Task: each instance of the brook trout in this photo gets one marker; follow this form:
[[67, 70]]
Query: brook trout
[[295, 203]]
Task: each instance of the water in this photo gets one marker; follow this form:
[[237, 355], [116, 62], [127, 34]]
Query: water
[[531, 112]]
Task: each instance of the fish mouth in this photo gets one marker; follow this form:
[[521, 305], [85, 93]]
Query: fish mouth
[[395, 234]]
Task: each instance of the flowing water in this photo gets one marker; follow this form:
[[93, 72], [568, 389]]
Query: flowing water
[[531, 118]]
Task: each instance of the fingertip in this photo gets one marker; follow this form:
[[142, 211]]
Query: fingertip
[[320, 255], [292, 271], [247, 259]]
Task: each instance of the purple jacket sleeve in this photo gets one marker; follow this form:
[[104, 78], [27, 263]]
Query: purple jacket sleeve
····················
● **WHAT YOU WILL DO**:
Copy out exactly the lines between the line with "Task: each instance of the fish" and the last line of the entries, counting both of those lines.

● **ANSWER TO THIS EXERCISE**:
Task: each instance of the fish mouth in this photo gets one marker; follow this form:
[[521, 305], [85, 93]]
Query: fish mouth
[[395, 234]]
Task: each instance of the flowing water in this photo gets one marker; follow this form:
[[93, 72], [568, 389]]
Query: flowing water
[[531, 118]]
Task: each instance of the fingertip in this photo gets one marker; follow this form:
[[142, 211]]
Query: fingertip
[[320, 255], [292, 271], [247, 259]]
Task: each instance of the purple jacket sleeve in this photo gets one marker; follow this form:
[[104, 78], [27, 263]]
Query: purple jacket sleeve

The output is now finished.